**What to produce**
Output every entry exactly as given.

**Supplied information**
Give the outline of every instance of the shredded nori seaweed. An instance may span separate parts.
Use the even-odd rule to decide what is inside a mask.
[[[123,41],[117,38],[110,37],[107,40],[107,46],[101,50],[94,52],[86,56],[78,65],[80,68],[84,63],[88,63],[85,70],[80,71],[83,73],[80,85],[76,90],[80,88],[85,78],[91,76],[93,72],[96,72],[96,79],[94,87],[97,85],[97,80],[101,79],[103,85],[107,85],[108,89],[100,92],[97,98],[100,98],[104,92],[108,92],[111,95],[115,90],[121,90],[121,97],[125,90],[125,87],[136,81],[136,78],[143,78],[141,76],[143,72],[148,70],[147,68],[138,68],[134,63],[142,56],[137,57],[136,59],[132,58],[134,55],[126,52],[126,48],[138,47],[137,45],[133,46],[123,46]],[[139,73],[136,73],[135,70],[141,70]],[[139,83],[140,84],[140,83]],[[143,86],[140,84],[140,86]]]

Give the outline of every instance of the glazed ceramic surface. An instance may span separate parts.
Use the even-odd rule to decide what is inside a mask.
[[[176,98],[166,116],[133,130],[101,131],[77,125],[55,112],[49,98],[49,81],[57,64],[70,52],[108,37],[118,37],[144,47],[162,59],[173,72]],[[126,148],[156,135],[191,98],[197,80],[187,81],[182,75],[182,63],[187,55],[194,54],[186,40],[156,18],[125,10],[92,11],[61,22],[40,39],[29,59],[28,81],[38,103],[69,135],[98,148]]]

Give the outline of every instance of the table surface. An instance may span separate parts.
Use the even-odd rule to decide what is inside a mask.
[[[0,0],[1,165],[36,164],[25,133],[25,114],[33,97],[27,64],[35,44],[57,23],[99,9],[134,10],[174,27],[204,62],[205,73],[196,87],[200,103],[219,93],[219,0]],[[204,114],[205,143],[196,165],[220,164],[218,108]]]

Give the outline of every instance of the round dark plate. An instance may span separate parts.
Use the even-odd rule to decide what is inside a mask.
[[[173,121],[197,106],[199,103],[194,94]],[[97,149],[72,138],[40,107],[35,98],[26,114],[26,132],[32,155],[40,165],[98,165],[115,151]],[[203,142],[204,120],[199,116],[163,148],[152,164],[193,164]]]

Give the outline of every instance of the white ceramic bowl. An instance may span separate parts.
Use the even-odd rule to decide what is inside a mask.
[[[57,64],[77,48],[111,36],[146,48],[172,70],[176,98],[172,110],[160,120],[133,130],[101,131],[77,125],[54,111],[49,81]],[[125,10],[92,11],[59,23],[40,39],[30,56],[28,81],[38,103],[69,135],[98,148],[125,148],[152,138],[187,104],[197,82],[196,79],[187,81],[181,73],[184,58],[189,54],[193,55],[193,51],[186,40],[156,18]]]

**Exercise output**
Give the outline of every instance of the shredded nori seaweed. An instance may span separate parts.
Use the even-odd rule to decide what is inside a mask.
[[[123,41],[117,38],[110,37],[107,40],[107,46],[101,50],[94,52],[86,56],[78,65],[80,68],[84,63],[88,63],[85,70],[80,71],[83,73],[80,85],[76,90],[80,88],[85,78],[91,76],[93,72],[96,72],[96,79],[94,87],[97,85],[97,80],[101,79],[103,85],[107,85],[108,89],[100,92],[97,98],[100,98],[104,92],[108,92],[111,95],[115,90],[121,90],[121,97],[125,90],[125,87],[136,81],[136,78],[143,78],[141,76],[143,72],[148,70],[147,68],[138,68],[134,63],[142,56],[137,57],[136,59],[132,58],[134,55],[126,52],[126,48],[138,47],[137,45],[133,46],[123,46]],[[139,73],[136,73],[135,70],[141,70]],[[139,83],[140,84],[140,83]],[[143,86],[140,84],[140,86]]]

Give the outline of every instance of the glazed ceramic surface. An instance may span separate parts.
Use the even-odd rule to decide what is inside a mask.
[[[176,98],[166,116],[133,130],[101,131],[77,125],[55,112],[49,98],[49,81],[57,64],[70,52],[108,37],[118,37],[144,47],[162,59],[173,72]],[[126,148],[156,135],[191,98],[197,80],[187,81],[182,75],[182,63],[187,55],[194,54],[186,40],[156,18],[125,10],[92,11],[61,22],[40,39],[29,59],[28,81],[38,103],[69,135],[98,148]]]

Give the outline of every instance of the table surface. An instance may span separate parts.
Use the even-odd rule to decide what is inside a mask.
[[[0,0],[1,165],[36,164],[25,133],[25,114],[33,97],[27,64],[35,44],[57,23],[99,9],[134,10],[174,27],[204,62],[205,73],[196,87],[200,103],[219,93],[219,0]],[[204,114],[205,143],[196,165],[220,164],[218,108]]]

Give the outline of every instance of the round dark plate. An instance may span separate parts.
Use the even-odd rule to decide what is inside a mask.
[[[173,121],[197,106],[199,103],[194,94]],[[97,149],[72,138],[40,107],[35,98],[26,114],[26,132],[32,155],[40,165],[98,165],[115,151]],[[203,142],[204,120],[199,116],[163,148],[152,164],[193,164]]]

Give the outline of every instance of the white ceramic bowl. An instance may span separate parts.
Use the even-odd rule to decide what is inside a mask.
[[[57,64],[77,48],[111,36],[146,48],[172,70],[176,98],[172,110],[160,120],[133,130],[101,131],[77,125],[54,111],[49,81]],[[125,10],[92,11],[59,23],[40,39],[30,56],[28,81],[38,103],[69,135],[98,148],[125,148],[152,138],[187,104],[197,82],[196,79],[187,81],[181,73],[184,58],[189,54],[193,55],[193,51],[186,40],[156,18]]]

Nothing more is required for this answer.